#### [Source records]
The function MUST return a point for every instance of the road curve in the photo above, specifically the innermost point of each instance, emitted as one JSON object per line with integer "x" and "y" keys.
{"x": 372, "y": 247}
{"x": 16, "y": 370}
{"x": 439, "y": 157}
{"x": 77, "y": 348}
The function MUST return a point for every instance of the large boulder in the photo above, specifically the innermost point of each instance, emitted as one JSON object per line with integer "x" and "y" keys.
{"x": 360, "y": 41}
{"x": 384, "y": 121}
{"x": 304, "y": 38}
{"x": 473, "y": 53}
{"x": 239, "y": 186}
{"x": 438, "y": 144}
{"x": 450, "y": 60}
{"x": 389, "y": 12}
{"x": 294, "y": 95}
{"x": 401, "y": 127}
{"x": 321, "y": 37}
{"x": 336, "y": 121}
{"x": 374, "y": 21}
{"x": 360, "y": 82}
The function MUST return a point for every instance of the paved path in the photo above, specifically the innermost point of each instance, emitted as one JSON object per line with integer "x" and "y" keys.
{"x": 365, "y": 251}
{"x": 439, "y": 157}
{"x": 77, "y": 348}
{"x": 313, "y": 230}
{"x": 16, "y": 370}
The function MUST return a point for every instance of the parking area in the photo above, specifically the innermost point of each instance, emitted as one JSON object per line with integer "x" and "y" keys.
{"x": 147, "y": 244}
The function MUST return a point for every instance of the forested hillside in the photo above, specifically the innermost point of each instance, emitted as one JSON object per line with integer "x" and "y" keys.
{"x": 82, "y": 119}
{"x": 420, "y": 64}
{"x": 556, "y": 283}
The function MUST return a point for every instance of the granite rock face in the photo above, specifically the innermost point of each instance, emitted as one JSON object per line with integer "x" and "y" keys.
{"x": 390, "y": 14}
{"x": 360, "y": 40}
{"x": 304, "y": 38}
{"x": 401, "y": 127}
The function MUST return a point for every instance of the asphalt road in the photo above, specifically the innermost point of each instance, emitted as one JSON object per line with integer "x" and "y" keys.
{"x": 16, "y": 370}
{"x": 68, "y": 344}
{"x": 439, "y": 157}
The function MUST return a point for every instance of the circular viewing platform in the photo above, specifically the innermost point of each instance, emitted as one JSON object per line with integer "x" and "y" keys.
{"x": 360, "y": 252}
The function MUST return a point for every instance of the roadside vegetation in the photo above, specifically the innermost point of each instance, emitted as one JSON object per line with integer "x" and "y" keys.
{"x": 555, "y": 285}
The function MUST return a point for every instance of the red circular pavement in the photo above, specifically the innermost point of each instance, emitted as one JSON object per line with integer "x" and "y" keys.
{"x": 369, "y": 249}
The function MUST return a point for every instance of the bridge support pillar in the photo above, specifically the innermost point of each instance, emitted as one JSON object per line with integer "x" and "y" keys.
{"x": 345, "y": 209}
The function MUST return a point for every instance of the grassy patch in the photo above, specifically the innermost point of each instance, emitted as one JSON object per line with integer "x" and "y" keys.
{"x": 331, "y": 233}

#### [Task goal]
Give every entry once more, exactly as it reads.

#### [Written response]
The function MUST return a point for every instance of the road curve in the photo above, specifically the innermost point of each instance, emitted as one JSON object per line with integer "x" and "y" keys.
{"x": 372, "y": 247}
{"x": 16, "y": 370}
{"x": 439, "y": 157}
{"x": 77, "y": 348}
The function MUST return a point for every instance of the large boulder in the photo above, specifically the innermost point of each instance, emitted as one JSON object per line with integer "x" and "y" keys.
{"x": 360, "y": 41}
{"x": 384, "y": 121}
{"x": 304, "y": 38}
{"x": 473, "y": 53}
{"x": 239, "y": 186}
{"x": 438, "y": 144}
{"x": 450, "y": 60}
{"x": 389, "y": 12}
{"x": 294, "y": 95}
{"x": 401, "y": 127}
{"x": 321, "y": 37}
{"x": 336, "y": 121}
{"x": 374, "y": 21}
{"x": 360, "y": 82}
The function MUST return a point for every instance of the paved path in the photo above, specifically the innermost point of each instance, emitted as one JSON object per line with integer "x" and "y" keys.
{"x": 365, "y": 251}
{"x": 439, "y": 157}
{"x": 77, "y": 348}
{"x": 313, "y": 230}
{"x": 16, "y": 370}
The function MUST return a point for every instance of the parking area in the photo above, specifically the innermost point of each instance, emitted as one JSON object per line with integer "x" and "y" keys.
{"x": 147, "y": 244}
The function MUST return a point for every instance of the forested hillside in the photo above, specifically the innermost point of each instance, emitted as one JSON object per line with integer "x" and "y" keys.
{"x": 82, "y": 119}
{"x": 420, "y": 64}
{"x": 556, "y": 283}
The function MUST return a point for every instance of the granite rock face in the photo above, specifically the innermost point of each instance, emitted as one JSON object per line with integer "x" and "y" keys.
{"x": 390, "y": 14}
{"x": 360, "y": 40}
{"x": 304, "y": 38}
{"x": 401, "y": 127}
The function MUST return a point for every instance of the asphalt road in the photo above, specifically the innermost point of each instance, emitted as one JSON object per line with integer "x" and "y" keys.
{"x": 16, "y": 370}
{"x": 68, "y": 344}
{"x": 439, "y": 157}
The function MUST return a point for every instance of the circular viewing platform in the photo above, specifically the innermost point of each instance, emitted as one JSON object per line with integer "x" and "y" keys.
{"x": 360, "y": 252}
The function MUST return a point for every instance of the roadside vegetation in the photo above, specifically the innermost point of each instance, emitted as one JSON object per line with integer "x" and "y" keys.
{"x": 555, "y": 285}
The function MUST return a point for every instance of the red circular pavement in the photo above, specifically the innermost point of each instance, emitted as one JSON object per line with integer "x" and "y" keys.
{"x": 369, "y": 249}
The function MUST return a point for every instance of the bridge support pillar in the photo above, specifically the innermost point of each instance, emitted as one JSON object per line with integer "x" and "y" keys.
{"x": 345, "y": 209}
The function MUST return a point for every instance of the grassy patch in the photo above, specifically the innermost point of each instance, emitted as one JSON object per line with integer "x" and "y" keys.
{"x": 331, "y": 233}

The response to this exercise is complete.